What the exercise asks → Edit the material, starting at the line that contains "Can you find the hillside" and continuing through the end, so that "wooden" is replaced with "painted" and nothing else changes.

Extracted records
[start]

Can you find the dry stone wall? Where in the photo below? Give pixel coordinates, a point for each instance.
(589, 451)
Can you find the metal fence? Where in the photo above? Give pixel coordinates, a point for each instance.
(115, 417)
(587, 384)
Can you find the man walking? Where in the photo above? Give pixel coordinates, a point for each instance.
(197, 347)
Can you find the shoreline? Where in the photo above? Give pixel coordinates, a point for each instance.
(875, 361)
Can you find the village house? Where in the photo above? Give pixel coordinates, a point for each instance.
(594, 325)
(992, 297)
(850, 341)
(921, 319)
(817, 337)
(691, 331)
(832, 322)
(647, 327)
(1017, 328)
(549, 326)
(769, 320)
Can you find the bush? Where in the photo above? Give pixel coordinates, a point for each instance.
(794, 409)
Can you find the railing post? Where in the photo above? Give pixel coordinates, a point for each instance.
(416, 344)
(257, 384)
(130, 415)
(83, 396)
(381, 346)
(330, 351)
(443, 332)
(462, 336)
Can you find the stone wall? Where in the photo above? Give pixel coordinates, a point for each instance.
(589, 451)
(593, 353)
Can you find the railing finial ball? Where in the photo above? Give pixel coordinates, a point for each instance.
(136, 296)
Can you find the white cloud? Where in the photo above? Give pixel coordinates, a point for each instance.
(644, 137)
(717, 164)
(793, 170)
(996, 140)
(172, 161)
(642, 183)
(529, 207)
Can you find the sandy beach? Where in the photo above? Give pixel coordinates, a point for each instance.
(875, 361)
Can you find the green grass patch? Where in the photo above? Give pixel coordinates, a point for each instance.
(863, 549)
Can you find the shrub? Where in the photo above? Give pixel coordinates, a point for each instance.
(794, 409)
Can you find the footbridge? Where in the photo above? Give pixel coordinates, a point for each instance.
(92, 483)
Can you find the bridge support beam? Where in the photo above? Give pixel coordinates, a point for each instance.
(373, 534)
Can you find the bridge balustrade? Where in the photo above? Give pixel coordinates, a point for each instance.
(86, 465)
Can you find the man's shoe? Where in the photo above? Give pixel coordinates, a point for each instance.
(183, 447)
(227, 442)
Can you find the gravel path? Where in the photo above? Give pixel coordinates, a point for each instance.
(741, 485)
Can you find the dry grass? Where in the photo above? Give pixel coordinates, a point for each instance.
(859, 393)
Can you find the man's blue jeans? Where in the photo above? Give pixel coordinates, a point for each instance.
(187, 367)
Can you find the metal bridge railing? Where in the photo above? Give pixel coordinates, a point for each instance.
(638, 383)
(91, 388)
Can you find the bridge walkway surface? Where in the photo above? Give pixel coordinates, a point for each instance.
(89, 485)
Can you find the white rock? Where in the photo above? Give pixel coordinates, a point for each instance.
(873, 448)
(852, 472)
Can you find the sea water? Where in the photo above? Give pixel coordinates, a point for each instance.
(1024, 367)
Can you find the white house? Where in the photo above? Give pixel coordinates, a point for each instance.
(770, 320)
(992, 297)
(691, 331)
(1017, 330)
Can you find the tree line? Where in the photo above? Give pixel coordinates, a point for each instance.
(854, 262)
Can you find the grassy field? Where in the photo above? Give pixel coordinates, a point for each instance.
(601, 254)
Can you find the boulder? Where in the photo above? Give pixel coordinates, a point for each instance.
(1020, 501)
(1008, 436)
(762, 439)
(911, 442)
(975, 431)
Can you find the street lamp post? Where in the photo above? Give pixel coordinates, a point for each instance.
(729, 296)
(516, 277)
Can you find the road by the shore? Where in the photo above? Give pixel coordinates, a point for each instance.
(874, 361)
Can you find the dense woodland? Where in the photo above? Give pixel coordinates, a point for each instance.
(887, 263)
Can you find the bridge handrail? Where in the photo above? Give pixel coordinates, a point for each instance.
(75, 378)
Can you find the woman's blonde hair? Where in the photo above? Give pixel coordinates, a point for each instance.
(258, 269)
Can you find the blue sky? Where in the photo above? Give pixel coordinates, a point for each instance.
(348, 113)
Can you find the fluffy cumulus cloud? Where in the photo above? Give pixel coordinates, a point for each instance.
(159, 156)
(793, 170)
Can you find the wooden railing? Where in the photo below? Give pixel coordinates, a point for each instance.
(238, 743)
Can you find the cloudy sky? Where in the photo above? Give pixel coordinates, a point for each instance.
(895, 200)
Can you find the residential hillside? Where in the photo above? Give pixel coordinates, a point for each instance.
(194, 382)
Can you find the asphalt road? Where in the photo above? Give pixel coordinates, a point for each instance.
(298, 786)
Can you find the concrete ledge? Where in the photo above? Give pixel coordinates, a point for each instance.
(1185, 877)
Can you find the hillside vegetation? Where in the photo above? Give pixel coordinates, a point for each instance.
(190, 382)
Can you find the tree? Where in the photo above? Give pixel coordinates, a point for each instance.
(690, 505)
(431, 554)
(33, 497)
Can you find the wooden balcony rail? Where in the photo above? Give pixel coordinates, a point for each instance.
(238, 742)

[end]

Worked solution →
Can you find the hillside vegetation? Where in the photo above? Give pixel coordinates, a point for each instance.
(190, 382)
Can you find the tree? Where in the photo above? Give pixel coordinates, a point for each instance.
(690, 505)
(431, 554)
(33, 497)
Can you find the painted balcony rail? Where in the photo above? Give pixel coordinates, a point for each instance.
(238, 742)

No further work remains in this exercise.